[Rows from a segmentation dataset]
========================

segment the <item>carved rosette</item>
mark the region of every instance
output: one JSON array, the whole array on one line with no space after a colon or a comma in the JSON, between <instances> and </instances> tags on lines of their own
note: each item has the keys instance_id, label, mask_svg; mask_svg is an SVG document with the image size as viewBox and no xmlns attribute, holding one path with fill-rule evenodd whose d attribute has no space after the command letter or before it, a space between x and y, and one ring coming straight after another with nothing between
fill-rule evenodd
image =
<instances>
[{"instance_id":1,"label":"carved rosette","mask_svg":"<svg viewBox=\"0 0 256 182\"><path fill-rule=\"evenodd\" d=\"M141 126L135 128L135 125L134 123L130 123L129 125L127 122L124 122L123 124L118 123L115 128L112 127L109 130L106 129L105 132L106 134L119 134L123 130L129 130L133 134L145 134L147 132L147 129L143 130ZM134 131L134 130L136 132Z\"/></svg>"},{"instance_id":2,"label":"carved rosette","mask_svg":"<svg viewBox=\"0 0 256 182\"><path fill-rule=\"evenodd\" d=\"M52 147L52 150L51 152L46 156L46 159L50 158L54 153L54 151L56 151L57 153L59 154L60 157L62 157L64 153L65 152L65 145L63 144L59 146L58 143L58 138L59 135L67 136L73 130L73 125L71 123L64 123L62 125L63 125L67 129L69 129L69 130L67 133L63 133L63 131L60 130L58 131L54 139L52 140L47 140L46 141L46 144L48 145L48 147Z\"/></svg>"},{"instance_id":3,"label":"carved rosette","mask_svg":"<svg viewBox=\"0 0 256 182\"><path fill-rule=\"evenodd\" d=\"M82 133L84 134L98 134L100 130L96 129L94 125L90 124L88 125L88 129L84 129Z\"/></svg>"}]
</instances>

========================

# Directions
Every record shown above should be written out again exactly.

# Answer to the exercise
segment the <item>carved rosette</item>
mark the region of every instance
output: one JSON array, the whole array on one line with no space after a colon or a comma in the JSON, between <instances> and </instances> tags on lines of their own
note: each item has the keys instance_id, label, mask_svg; mask_svg is an SVG document with the image size as viewBox and no xmlns attribute, holding one path with fill-rule evenodd whose d attribute has no space after the command letter or before it, a space between x and y, and one ring coming straight after another with nothing between
fill-rule evenodd
image =
<instances>
[{"instance_id":1,"label":"carved rosette","mask_svg":"<svg viewBox=\"0 0 256 182\"><path fill-rule=\"evenodd\" d=\"M141 126L135 128L135 125L134 123L130 123L129 125L127 122L124 122L123 124L118 123L115 128L112 127L109 130L106 129L105 132L106 134L119 134L123 130L129 130L133 134L145 134L147 132L147 129L143 130ZM134 131L134 130L136 132Z\"/></svg>"},{"instance_id":2,"label":"carved rosette","mask_svg":"<svg viewBox=\"0 0 256 182\"><path fill-rule=\"evenodd\" d=\"M52 147L52 150L51 152L46 156L46 159L50 158L54 153L54 151L56 151L57 153L59 154L60 157L62 157L64 153L65 152L65 145L63 144L59 146L58 143L58 138L59 135L67 136L73 130L73 125L71 123L64 123L62 125L63 125L67 129L69 129L69 130L67 133L63 133L63 131L60 130L58 131L54 139L52 140L47 140L46 141L46 144L48 145L48 147Z\"/></svg>"},{"instance_id":3,"label":"carved rosette","mask_svg":"<svg viewBox=\"0 0 256 182\"><path fill-rule=\"evenodd\" d=\"M82 133L84 134L98 134L100 130L96 129L94 125L90 124L88 125L88 129L84 129Z\"/></svg>"}]
</instances>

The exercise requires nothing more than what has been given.